# TEXT EXCERPT
Recently I came across an article about a ridiculous
initiative of the Paterson NJ City Council – a local loitering ordinance
establishing a potential $2000 fine for loitering. Not
realizing the news was a year old I proceeded to write the following on it –
including commentary from local human rights / Decarceration activist Akbar
McEntyre who works with formerly incarcerated men and women to assist their
successful return to the community, local medical worker and medical marijuana
advocate Deb Madaio and a state steering committee member of the 15 Now
movement – fighting for full employment and livable wages for the lowest paid
among NJ’s working class Lizbeth Ramirez.
At the time of writing article, I did not think the
ordinance was much enforced. But now
there is a report on a major dragnet by the undercover Paterson cops – posing
as dope dealers, working with the Passaic County Prosecutor and apparently
using rudimentary entrapment methods to ensnare almost 100 people mostly
charged with “loitering to commit a drug offense” (purchase drugs) – the
ensnared including local Paterson residents and out of towners as well –
judging from the names – including multiple races and ethnicities.
The other charge of "obstructing a government function" seems like a made up charge just used to pump up a rap - the article does not describe what that offense consists of but perhaps it is nothing more than alerting people that cops are dragnetting.

# WORK TO BE COMPLETED
Turn the paragraph of the Paterson loitering text that begins "At the time of writing article" into a short bulleted list that keeps its main facts.

# RECORDS PROVIDED
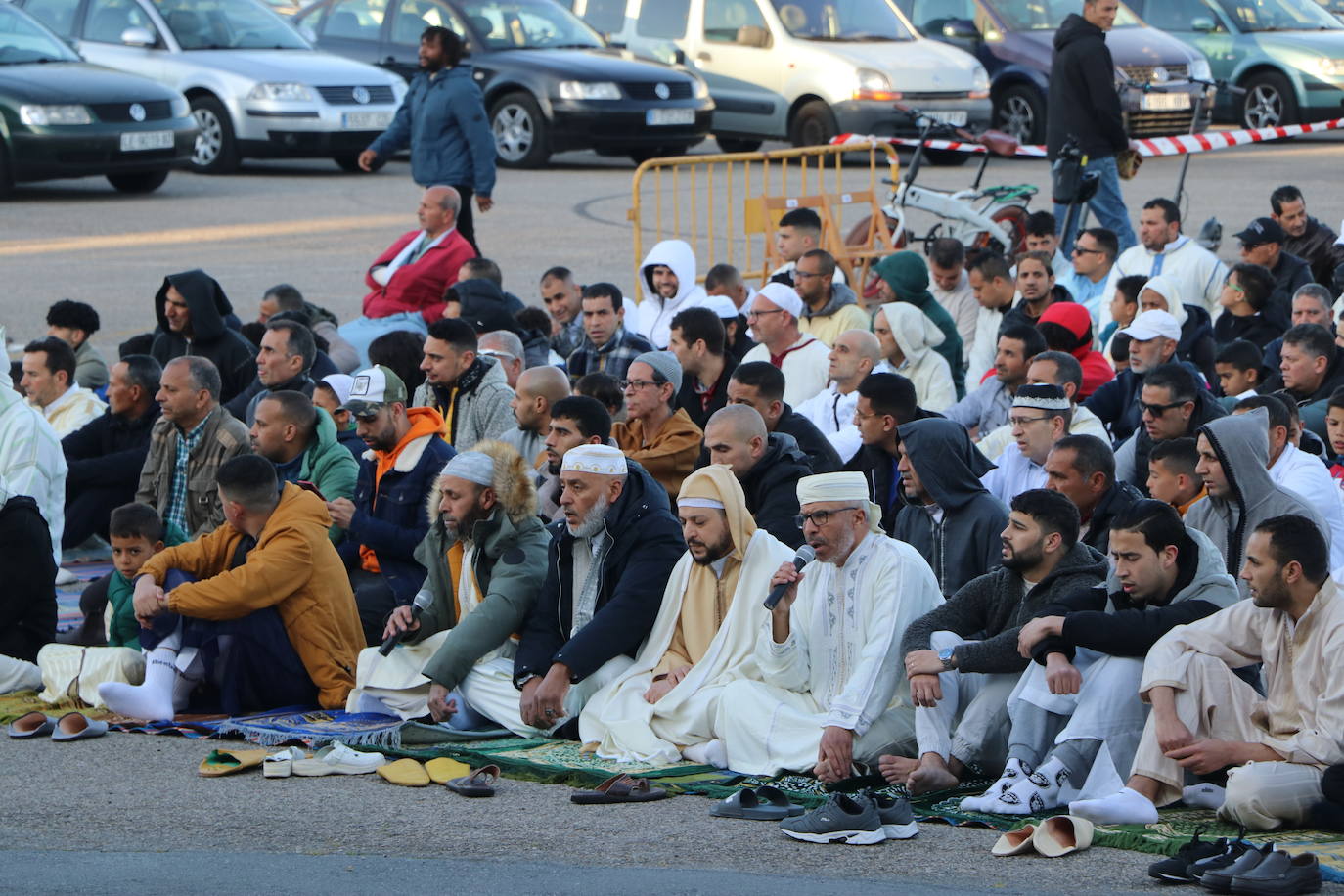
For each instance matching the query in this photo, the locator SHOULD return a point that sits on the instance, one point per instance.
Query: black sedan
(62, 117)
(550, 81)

--

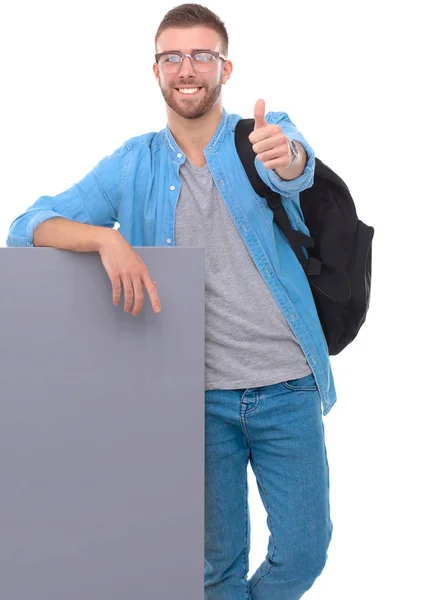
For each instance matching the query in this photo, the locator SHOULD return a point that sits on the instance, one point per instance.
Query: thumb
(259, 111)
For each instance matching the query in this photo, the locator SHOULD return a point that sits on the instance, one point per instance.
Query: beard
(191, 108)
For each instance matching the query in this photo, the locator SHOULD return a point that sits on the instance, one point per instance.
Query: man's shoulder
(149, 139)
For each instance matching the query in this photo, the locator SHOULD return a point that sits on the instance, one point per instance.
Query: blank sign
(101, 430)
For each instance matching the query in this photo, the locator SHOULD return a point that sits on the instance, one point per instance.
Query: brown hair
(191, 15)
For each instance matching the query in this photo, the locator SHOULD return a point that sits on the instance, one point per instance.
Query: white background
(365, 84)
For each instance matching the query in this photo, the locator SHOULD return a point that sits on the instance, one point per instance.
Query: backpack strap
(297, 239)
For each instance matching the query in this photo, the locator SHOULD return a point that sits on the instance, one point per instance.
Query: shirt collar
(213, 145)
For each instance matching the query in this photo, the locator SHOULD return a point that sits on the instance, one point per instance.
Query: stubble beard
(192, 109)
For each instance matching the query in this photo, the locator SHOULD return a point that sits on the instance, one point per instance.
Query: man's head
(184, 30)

# TASK RESPONSE
- When the article was written, the writer did not think the ordinance was much enforced.
- A report now describes a major dragnet by undercover Paterson police posing as drug dealers, working with the Passaic County Prosecutor.
- They apparently used rudimentary entrapment methods.
- Almost 100 people were caught, mostly charged with "loitering to commit a drug offense" (purchasing drugs).
- Judging from the names, those caught included Paterson residents and out-of-towners of multiple races and ethnicities.